• **Activity list**
(A) In the article on Venezuela's inauguration dispute, copy the passage from "The State Department in" up to and including "about more engagement.".
(B) Answer these from the article on Venezuela's inauguration dispute, one per line:
(i) In what month did Roberta S. Jacobson speak to Vice President Nicolás Maduro?
(ii) Who is Venezuela's ambassador to the Organization of American States?
(iii) What illness did the government's most recent reports say Mr. Chávez was fighting?
(C) List every person whom the article on Venezuela's inauguration dispute quotes speaking at least one full sentence in quotation marks.

• **Extracted text**

..............................

Henrique Capriles Radonski, the opposition candidate who lost to Mr. Chávez in October, criticized the Supreme Court's decision endorsing a delay in the inauguration. "Institutions should not respond to the interests of a government," he said.
The State Department in Washington, which has been cautious about getting involved in the contentious political back-and-forth, said Wednesday that it would be eager to improve relations with Venezuela, which have long been strained.
Victoria Nuland, the State Department spokeswoman, confirmed that Roberta S. Jacobson, assistant secretary of state for Western Hemisphere affairs, had spoken in November to Vice President Nicolás Maduro about more engagement.
"Regardless of what happens politically in Venezuela, if the Venezuelan government and if the Venezuelan people want to move forward with us, we think there is a path that's possible," she said, according to Reuters. "It's just going to take two to tango."
Mr. Maduro said last Friday that Venezuela's ambassador to the Organization of American States, Roy Chaderton Matos, had held meetings with American officials starting in November that included discussions on the criteria for "normalized" relations between their countries, but he emphasized that the two sides continued to have significant differences. He also said Mr. Chávez had approved the talks. Before he left for Cuba in December, Mr. Chávez indicated that he wanted Mr. Maduro to succeed him should he be too ill to govern. But that proclamation, designed to quell a succession battle, has done little to calm the frayed country.
Neither did Mr. Maduro's letter on Tuesday announcing that Mr. Chávez's doctors had recommended that he not attend the inauguration and instead continue recuperating in bed. That led some of the president's critics to wonder why the voluble Mr. Chávez was not telling them himself.
"If the president is in full command of his faculties, why didn't he sign the letter?" said José Gregorio Graterol, an opposition lawmaker.
And for those Venezuelans who bitterly resent the influence that the Cuban leaders Fidel and Raúl Castro have over Mr. Chávez -- especially given Cuba's dependence on Venezuelan oil shipments on preferential terms -- the president's long stay in Cuba and the constant traveling back and forth to the island of top Venezuelan officials, the letter emanating from Havana was simply too much.
"How do we know that letter isn't from the hand of Raúl Castro and the Cuban advisers?" Mr. Graterol said.
In the constitutional fight that has ensued over whether Mr. Chávez can legally start a new term without showing up for the scheduled swearing in, both sides in Venezuela have at times seemed to stake out shifting constitutional ground as they have angled for political advantage. The opposition is arguing that the Constitution calls for the head of the National Assembly, Mr. Cabello, to become the caretaker president in Mr. Chávez's absence.
Mr. Cabello, a staunch ally of Mr. Chávez, is normally reviled by the opposition, and its position seems designed to foment dissension among Chavistas, as Mr. Chávez's backers are known.
The government's most recent reports on Mr. Chávez's health had him fighting a severe lung infection and having difficulty breathing, and it was not known if he would be able to watch television to see the thousands of supporters who will attend the rally in his name. But the show must go on, as Mr. Chávez said in a moment of adversity last year, only this time without him, although with a roster of foreign leaders on hand.
"Crisis?" asked Jorge Rodríguez, a Chávez stalwart who is the mayor of a section of Caracas, according to El Universal newspaper, dismissing the notion that anything was amiss. "Where is the crisis?"
María Iguarán and María Eugenia Díaz contributed reporting.

..............................

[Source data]
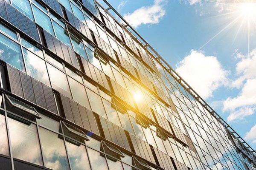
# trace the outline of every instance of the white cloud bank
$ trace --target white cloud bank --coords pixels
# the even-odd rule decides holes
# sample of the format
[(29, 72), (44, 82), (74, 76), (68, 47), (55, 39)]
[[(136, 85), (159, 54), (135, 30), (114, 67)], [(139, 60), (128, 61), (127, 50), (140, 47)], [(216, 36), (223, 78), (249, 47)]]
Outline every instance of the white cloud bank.
[(249, 132), (246, 133), (244, 139), (252, 140), (253, 143), (256, 143), (256, 124), (251, 128)]
[(152, 6), (143, 6), (132, 13), (125, 14), (124, 18), (135, 28), (143, 24), (157, 24), (166, 14), (164, 6), (167, 0), (154, 0)]
[(237, 53), (235, 58), (238, 60), (236, 78), (230, 85), (241, 90), (237, 96), (228, 97), (223, 103), (223, 111), (231, 112), (229, 122), (243, 120), (256, 111), (256, 49), (247, 56)]
[(217, 57), (207, 56), (203, 51), (192, 50), (178, 63), (176, 71), (204, 99), (212, 96), (212, 93), (227, 84), (229, 71), (223, 68)]

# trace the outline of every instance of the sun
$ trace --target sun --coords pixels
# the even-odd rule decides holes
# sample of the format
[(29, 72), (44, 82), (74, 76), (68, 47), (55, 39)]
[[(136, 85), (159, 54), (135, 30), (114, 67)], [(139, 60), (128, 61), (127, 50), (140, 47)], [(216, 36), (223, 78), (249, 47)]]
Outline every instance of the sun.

..............................

• **Solutions to the tasks**
(A)
The State Department in Washington, which has been cautious about getting involved in the contentious political back-and-forth, said Wednesday that it would be eager to improve relations with Venezuela, which have long been strained.
Victoria Nuland, the State Department spokeswoman, confirmed that Roberta S. Jacobson, assistant secretary of state for Western Hemisphere affairs, had spoken in November to Vice President Nicolás Maduro about more engagement.

(B)
(i) November
(ii) Roy Chaderton Matos
(iii) A severe lung infection

(C)
Henrique Capriles Radonski
Victoria Nuland
José Gregorio Graterol
Jorge Rodríguez